Given request 1 - In the entries, copy word for word the lines from the one containing "Point out the bare leg" up to and including the one containing "[(124, 173), (237, 121), (32, 83)]", leaving out the pictures.
Given request 2 - Continue the passage on the limitations of k-means clustering from where it stops.
>> START Extract
A primary limitation in our method comes from our choice to use the k-means clustering algorithm. Recall that the k-means clustering algorithm places centroids, or the average vector of the points belonging to a cluster, within the clustering space and then adds data points to each of the clusters based on their proximity to the cluster centroids. The placement of these centroids is somewhat random. This does not mean that the clusters themselves are random, and the clusters in this analysis tend to closely align between random states, but the random variation makes it difficult to make claims about cross-sectional or longitudinal changes between student groups. Future work may include new strategies that can allow a researcher to make claims about how students transition between these clusters with more domain-specific knowledge preparation. As of this time, these methods may be best used as a means of characterizing a dataset as a whole. Future work may involve the use of different methods of clustering data.
>> END Extract
>> START Information provided
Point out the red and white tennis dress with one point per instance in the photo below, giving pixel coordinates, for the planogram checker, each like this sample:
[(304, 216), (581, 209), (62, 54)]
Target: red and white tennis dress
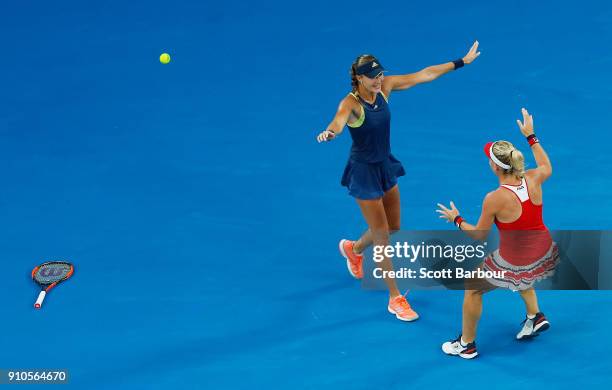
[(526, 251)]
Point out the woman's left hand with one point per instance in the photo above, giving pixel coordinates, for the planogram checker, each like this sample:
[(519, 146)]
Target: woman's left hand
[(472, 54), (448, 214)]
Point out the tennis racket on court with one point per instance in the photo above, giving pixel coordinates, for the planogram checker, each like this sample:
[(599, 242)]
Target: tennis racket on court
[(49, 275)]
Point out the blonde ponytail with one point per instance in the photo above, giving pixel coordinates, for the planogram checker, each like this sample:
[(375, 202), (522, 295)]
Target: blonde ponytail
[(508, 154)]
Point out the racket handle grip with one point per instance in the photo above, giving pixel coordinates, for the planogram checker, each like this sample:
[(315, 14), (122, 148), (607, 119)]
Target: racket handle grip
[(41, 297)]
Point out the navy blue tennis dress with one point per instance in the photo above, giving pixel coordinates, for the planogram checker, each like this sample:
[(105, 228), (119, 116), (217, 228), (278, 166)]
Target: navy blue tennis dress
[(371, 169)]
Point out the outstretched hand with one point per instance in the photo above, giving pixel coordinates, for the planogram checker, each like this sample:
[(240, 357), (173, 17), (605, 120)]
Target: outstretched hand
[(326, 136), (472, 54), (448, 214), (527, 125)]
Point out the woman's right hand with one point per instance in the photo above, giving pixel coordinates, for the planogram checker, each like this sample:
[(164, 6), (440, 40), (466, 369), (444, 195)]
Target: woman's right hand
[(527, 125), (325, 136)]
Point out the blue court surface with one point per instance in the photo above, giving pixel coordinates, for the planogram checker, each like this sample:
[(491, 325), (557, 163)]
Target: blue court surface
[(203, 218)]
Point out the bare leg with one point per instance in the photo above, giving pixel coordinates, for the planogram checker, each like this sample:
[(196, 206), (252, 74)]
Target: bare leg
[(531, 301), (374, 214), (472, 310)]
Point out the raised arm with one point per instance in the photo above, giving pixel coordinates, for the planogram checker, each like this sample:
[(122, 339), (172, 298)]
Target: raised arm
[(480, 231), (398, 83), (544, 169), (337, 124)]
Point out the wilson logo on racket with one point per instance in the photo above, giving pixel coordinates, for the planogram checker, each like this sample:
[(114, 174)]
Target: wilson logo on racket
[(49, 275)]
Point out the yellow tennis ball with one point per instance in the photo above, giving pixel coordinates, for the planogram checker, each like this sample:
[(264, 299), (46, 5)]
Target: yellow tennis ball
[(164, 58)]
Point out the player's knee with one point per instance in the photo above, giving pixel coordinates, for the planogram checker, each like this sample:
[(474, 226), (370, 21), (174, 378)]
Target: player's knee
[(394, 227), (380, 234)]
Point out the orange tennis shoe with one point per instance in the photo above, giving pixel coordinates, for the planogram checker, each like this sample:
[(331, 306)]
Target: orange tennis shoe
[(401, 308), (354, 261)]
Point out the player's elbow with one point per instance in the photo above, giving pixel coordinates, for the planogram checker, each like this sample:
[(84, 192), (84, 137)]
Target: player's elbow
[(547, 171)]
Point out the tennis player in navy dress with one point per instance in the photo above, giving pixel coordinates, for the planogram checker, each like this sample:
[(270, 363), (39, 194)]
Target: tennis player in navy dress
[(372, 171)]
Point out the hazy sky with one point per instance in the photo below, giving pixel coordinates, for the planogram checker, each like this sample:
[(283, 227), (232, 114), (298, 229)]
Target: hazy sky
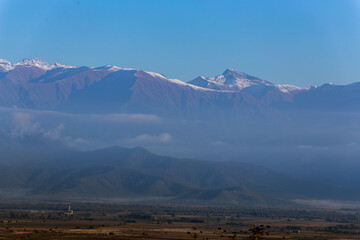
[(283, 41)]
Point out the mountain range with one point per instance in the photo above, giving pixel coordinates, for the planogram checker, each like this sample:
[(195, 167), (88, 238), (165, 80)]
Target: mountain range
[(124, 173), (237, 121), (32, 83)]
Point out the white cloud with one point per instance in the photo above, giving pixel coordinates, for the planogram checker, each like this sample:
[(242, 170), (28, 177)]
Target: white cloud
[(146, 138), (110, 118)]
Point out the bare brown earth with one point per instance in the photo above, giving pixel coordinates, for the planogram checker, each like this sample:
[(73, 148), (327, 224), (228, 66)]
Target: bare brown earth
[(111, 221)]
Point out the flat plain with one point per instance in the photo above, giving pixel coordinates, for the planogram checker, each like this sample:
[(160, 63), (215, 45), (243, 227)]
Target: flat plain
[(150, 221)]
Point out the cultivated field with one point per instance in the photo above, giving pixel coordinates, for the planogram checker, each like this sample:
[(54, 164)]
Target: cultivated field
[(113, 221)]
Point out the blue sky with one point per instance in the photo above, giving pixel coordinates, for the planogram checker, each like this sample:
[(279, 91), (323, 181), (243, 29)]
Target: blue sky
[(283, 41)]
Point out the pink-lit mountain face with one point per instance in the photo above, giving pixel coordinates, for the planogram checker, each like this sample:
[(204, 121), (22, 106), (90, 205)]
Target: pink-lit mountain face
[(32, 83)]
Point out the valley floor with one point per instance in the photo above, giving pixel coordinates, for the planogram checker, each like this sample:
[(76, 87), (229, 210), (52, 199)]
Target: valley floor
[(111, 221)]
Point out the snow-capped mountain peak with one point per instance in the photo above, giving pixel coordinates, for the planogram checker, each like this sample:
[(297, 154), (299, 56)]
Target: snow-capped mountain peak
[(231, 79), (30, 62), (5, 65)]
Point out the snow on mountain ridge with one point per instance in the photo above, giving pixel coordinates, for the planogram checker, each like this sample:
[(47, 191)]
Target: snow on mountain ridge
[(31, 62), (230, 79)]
>> END Information provided
Written response 1 -
Point out the bare leg with one point per instance in the photo above, giving pixel coordinates, for the planogram checker, each like this sample:
[(196, 206), (252, 74)]
Target: bare leg
[(531, 301), (374, 214), (472, 310)]
Point out the raised arm with one point per instance in the photo above, giving pixel coordinates, for the planogram checker, each like this sample:
[(122, 339), (172, 298)]
Target: raised arm
[(480, 231), (398, 83), (544, 169), (337, 124)]
Point out the wilson logo on racket with one point per instance in the photo above, giving pixel coordinates, for the planogram checker, each like this sample:
[(114, 174)]
Target: wilson logo on racket
[(49, 275)]
Point out the yellow tennis ball with one point per instance in the photo above, giving pixel coordinates, for the planogram checker, each like this sample:
[(264, 299), (46, 5)]
Target: yellow tennis ball
[(164, 58)]
Point out the player's knee with one point per instance in the photo above, giving pixel coordinates, for the planogram checker, each like this sample:
[(474, 226), (370, 21), (174, 378)]
Target: player's knee
[(394, 227), (380, 234)]
Point out the orange tennis shoe with one point per instance in the photo above, giving pixel coordinates, for the planogram checker, each like this sample:
[(331, 306)]
Target: orange tennis shoe
[(401, 308), (354, 261)]
Point out the player's elbow with one point per instance in the photo above, giving pixel coordinates, for the planogram checker, each like this sample:
[(84, 192), (84, 137)]
Target: player's elbow
[(547, 171)]
Point out the tennis player in navy dress with one point per instance in the photo above, giving pixel coordinates, for the planogram checker, each like this sample:
[(270, 363), (39, 194)]
Target: tennis player in navy dress
[(372, 171)]
Point out the hazy sky with one point per instance in the photo below, giving pixel coordinates, for the planogram checker, each like this sample:
[(283, 227), (232, 114), (298, 229)]
Target: hazy sky
[(283, 41)]
Point out the mountain range with one point per instance in the photo above, giving pixel coordinates, for the planogram checker, each like this sample:
[(195, 167), (88, 238), (165, 80)]
Target: mountain range
[(124, 173), (237, 121), (32, 83)]

Written response 2 -
Within the sort space, we were able to determine an optimal number of clusters. An optimal cluster is one that minimizes the variance within a cluster while maximizing the distinctness between clusters. However, there was no clear optimal number of clusters for the language space. Though the clusters within the language space are still qualitatively interpretable (i.e., there is a justifiable qualitative explanation for why those students ought to be placed in the same cluster), a quantitative metric to justify an optimal clustering does not exist. Future studies could explore the use of various algorithms to find optimal numbers of clusters.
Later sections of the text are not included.